▶ **Ensemble de tâches**
**A.** D'après le texte sur la société martienne, quel événement nous a laissé entrevoir ce que serait la vie dans un monde durablement confiné ?
**B.** Rédigez la suite du texte sur la société martienne, en partant de sa dernière phrase.

▶ **Texte extrait**
La société martienne devra vivre dans un contexte sanitaire très exigeant

La pandémie du covid-19 nous a laissé entrevoir ce que serait la vie dans un monde durablement confiné. Imaginer la vie humaine sur Mars nous conduit à envisager les comportements qui seraient les plus adaptés et les plus acceptables, en anticipation indirectement de ce que pourrait devenir les conditions de vie sur Terre et les contraintes auxquelles nous devrions tous nous plier. En effet le milieu viabilisé martien sera très exigeant, poussant à l’extrême des tendances que l’on voit apparaître sur Terre avec la surpopulation et la facilité des déplacements, donc les brassages de population et la multiplication des contacts.

▶ **Entrées**
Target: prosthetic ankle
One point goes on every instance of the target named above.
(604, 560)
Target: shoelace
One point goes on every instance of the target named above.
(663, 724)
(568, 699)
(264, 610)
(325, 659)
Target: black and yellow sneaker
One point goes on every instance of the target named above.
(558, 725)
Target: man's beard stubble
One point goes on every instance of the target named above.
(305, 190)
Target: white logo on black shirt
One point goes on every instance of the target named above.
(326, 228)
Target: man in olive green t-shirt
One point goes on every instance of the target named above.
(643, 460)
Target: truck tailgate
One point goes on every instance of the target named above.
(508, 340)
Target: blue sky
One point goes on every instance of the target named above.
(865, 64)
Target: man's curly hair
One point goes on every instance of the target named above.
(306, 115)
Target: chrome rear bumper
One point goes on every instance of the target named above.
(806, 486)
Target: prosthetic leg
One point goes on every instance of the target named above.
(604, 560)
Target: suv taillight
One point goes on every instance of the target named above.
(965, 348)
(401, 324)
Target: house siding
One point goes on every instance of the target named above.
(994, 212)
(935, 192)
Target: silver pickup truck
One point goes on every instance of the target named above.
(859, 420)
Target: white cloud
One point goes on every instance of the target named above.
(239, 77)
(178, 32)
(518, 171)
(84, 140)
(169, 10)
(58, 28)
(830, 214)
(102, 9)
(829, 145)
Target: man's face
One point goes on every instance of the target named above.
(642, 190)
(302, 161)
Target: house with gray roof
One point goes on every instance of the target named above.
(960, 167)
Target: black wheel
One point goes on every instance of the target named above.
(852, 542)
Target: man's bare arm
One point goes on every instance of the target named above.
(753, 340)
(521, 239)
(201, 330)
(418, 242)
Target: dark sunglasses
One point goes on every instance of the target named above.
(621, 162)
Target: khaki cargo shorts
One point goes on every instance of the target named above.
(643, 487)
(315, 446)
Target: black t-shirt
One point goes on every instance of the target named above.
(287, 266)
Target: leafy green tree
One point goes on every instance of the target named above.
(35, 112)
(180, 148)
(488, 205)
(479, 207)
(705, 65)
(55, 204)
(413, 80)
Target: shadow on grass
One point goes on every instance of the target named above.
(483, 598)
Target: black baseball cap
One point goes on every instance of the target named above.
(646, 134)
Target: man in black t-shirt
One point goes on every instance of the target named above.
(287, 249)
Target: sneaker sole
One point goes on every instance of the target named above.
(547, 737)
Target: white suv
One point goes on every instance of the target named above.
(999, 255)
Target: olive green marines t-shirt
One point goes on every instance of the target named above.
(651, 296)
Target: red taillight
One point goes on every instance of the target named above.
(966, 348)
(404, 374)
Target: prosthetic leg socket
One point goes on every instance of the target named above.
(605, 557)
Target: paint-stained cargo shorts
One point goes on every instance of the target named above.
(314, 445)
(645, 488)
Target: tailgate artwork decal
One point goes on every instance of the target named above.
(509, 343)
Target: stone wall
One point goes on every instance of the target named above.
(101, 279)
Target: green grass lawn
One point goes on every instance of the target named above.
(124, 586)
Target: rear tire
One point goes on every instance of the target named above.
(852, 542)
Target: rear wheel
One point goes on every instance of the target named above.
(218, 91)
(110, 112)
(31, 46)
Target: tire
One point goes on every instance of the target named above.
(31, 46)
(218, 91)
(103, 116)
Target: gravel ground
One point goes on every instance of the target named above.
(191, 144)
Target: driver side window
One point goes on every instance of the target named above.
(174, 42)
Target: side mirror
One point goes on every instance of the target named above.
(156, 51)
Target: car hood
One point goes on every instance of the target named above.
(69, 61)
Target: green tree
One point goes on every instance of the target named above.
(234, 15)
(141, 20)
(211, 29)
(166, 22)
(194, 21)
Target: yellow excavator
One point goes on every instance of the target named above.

▶ **Réponses attendues**
**A.** La pandémie du covid-19.

**B.**
Les caractéristiques du milieu martien habité seront les faibles volumes viabilisés disponibles, la forte densité de population et le fort isolement par rapport aux sources externes d’approvisionnement (de fait, terrestres !). Cela conduira donc à la construction de structures protectrices de dimensions réalistes compte tenu des différences de pressions entre intérieur et extérieur (soit de 500 à 6 millibars en moyenne), disposant d’une atmosphère respirable créée à partir des gaz disponibles localement) et qui devront être entretenues (résistance, dégradation des matériaux, fuites, etc…). Le résultat c’est que pour très longtemps les « villes » martiennes seront petites, très densément peuplée, d’une population très réduite par rapport à celle de la Terre ; peut-être, au mieux, comme l’Islande aujourd’hui (300.000 habitants). 

Au sein de ce milieu relativement restreint en volume, les hommes mais aussi les plantes et les animaux devront coexister. Or le propre des êtres vivants (à la différence des robots) c’est (1) que chacun d’entre eux « vient avec » son microbiote (l’ensemble de ses hôtes microscopiques qui vivent de l’être vivant, pour l’être vivant, et éventuellement contre l’être vivant), évoluant au sein d’un microbiome (enveloppe au contour flou et mouvant occupé par le microbiote), (2) qu’on ne peut évidemment pas stériliser le microbiome sans tuer l’être vivant qui en est le cœur, (3) que ces microbiomes sont forcément en contact les uns avec les autres quand les êtres vivants sont proches physiquement les uns des autres et que, de ce fait, des échanges de microbes se produisent entre individus ou populations.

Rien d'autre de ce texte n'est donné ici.